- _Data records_
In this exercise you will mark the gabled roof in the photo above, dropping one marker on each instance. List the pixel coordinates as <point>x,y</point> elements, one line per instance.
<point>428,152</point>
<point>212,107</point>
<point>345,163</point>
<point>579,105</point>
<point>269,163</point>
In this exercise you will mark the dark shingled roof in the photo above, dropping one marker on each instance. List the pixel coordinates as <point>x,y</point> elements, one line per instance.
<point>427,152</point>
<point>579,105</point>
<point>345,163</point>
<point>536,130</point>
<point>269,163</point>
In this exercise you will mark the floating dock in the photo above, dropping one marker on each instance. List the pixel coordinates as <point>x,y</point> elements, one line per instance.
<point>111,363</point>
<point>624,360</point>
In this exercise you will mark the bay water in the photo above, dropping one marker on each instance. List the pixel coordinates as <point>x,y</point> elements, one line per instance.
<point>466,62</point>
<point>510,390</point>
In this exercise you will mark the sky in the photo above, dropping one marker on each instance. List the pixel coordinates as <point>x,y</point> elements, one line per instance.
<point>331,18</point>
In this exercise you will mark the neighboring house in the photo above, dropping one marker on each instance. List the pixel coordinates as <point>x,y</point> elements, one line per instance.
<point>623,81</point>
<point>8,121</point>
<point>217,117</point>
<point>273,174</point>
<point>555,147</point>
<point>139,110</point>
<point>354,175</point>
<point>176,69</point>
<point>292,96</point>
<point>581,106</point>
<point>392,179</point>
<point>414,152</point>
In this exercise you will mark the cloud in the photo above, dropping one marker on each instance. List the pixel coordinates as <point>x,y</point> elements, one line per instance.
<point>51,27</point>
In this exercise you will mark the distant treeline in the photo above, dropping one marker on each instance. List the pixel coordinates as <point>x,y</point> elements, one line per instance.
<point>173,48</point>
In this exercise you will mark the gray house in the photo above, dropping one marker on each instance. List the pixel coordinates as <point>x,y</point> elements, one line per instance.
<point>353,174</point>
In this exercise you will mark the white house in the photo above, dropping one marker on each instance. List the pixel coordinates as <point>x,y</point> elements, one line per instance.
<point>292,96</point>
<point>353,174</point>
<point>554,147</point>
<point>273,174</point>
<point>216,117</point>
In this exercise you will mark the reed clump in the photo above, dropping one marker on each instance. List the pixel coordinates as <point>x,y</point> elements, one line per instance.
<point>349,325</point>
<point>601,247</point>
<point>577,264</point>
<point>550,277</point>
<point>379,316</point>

- _EXERCISE GOAL_
Could you give every entry again, exactly as written?

- _RESULT OF THE EXERCISE_
In this exercise you will mark the gabled roof in the photo above, dropping one marker on each instance. List the pixel coordinates as <point>x,y</point> elements, one line per instance.
<point>428,152</point>
<point>212,107</point>
<point>345,163</point>
<point>579,105</point>
<point>269,163</point>
In this exercise you will mark the dark shingled roof in the photo above, dropping one marker on each instance. List the pixel coordinates as <point>x,y</point> elements, one line per instance.
<point>427,152</point>
<point>579,105</point>
<point>345,163</point>
<point>536,130</point>
<point>269,163</point>
In this exercise you will mark the floating dock in the photo above, dropping one marker on each instance. List the pixel coordinates as <point>x,y</point> elements, one line per instance.
<point>111,363</point>
<point>624,360</point>
In this exercise you will mark the bay water in the photo above, dropping one marker on each instance. List the pixel coordinates as <point>x,y</point> elements, one line per instance.
<point>466,62</point>
<point>510,390</point>
In this exercise you will mark the sky in the photo above, dropping one marker on each instance. List the pixel coordinates as <point>x,y</point> elements, one line per instance.
<point>331,18</point>
In this exercise you will mark the neighboring house in the photo above, dropping one marker on each instance. List the pixel coordinates as <point>x,y</point> elements, one line per instance.
<point>623,81</point>
<point>8,121</point>
<point>217,117</point>
<point>273,174</point>
<point>555,147</point>
<point>139,110</point>
<point>354,175</point>
<point>176,69</point>
<point>292,96</point>
<point>581,106</point>
<point>392,179</point>
<point>414,152</point>
In this exercise you will mark the cloud in the photo above, dropping one marker on each instance. List the pixel coordinates as <point>x,y</point> elements, one line per instance.
<point>51,27</point>
In this exercise you will mark the distant treeline in the photo above, dropping one marker on each instance. List the pixel coordinates as <point>x,y</point> elements, one line per instance.
<point>173,48</point>
In this exercise you will mark the gray house in the photo above, dropping one marker on each instance. List the pixel coordinates as <point>x,y</point> elements, one line per instance.
<point>353,174</point>
In this exercise you will mark the white house in the photo above, dropping one marker on each instance. List the pixel coordinates as <point>x,y</point> elements, one line per instance.
<point>292,96</point>
<point>353,174</point>
<point>554,147</point>
<point>273,174</point>
<point>216,117</point>
In this exercise you will mark the reed clump in the photo above, dropping one marker on each instance. List the pixel coordinates as <point>x,y</point> elements, one line per instance.
<point>349,325</point>
<point>601,247</point>
<point>577,264</point>
<point>550,277</point>
<point>379,316</point>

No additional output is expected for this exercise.